----- Testo del documento -----

Come già illustrato nel nostro articolo del 12.06 u.s., nei giorni scorsi Confindustria ha fornito alcune utili indicazioni in tema di responsabilità amministrativa degli enti ai tempi dell’emergenza sanitaria.

Affrontando l’argomento, Confindustria è arrivata ad affermare che è ragionevole escludere profili di responsabilità, anche sotto il profilo 231, in capo al datore di lavoro e all’impresa che abbiano adottato e concretamente implementato le misure anti contagio prescritte dalle Autorità pubbliche.

L’impostazione, del tutto condivisibile, è – come rilevato da Confindustria stessa – in linea con quanto già affermato dal Ministero del Lavoro e delle politiche sociali e dall’INAIL, nonché con la disposizione introdotta con la legge di conversione del decreto c.d. Liquidità.

----- Dati forniti -----

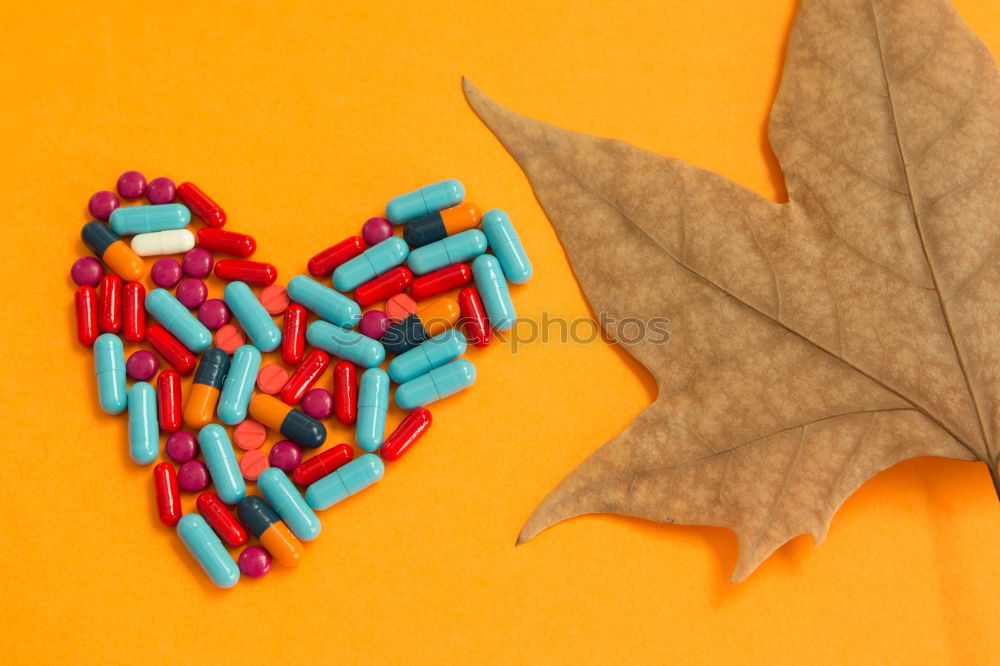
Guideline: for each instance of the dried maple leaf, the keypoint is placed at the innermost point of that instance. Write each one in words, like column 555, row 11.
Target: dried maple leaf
column 814, row 343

-----

** Istruzioni di lavoro **
1. Puoi ricopiare parola per parola il passo del testo sulla responsabilità degli enti da "Come già illustrato" a "dalle Autorità pubbliche."?
2. Rispondi a queste domande sul testo sulla responsabilità degli enti.
(a) In quale data era uscito l'articolo precedente a cui il testo rimanda?
(b) Quali misure devono aver adottato e concretamente implementato il datore di lavoro e l'impresa perché, secondo Confindustria, sia ragionevole escludere profili di responsabilità?
(c) Con quali due enti, oltre che con la legge di conversione del decreto c.d. Liquidità, è in linea l'impostazione di Confindustria?
3. Quali organizzazioni sono citate per nome proprio nel testo sulla responsabilità degli enti? Non contare la dicitura generica "Autorità pubbliche".

** Risposte per compito **
1.
Come già illustrato nel nostro articolo del 12.06 u.s., nei giorni scorsi Confindustria ha fornito alcune utili indicazioni in tema di responsabilità amministrativa degli enti ai tempi dell’emergenza sanitaria.

Affrontando l’argomento, Confindustria è arrivata ad affermare che è ragionevole escludere profili di responsabilità, anche sotto il profilo 231, in capo al datore di lavoro e all’impresa che abbiano adottato e concretamente implementato le misure anti contagio prescritte dalle Autorità pubbliche.

2.
(a) Il 12.06.
(b) Le misure anti contagio prescritte dalle Autorità pubbliche.
(c) Con il Ministero del Lavoro e delle politiche sociali e con l'INAIL.

3.
Confindustria
Ministero del Lavoro e delle politiche sociali
INAIL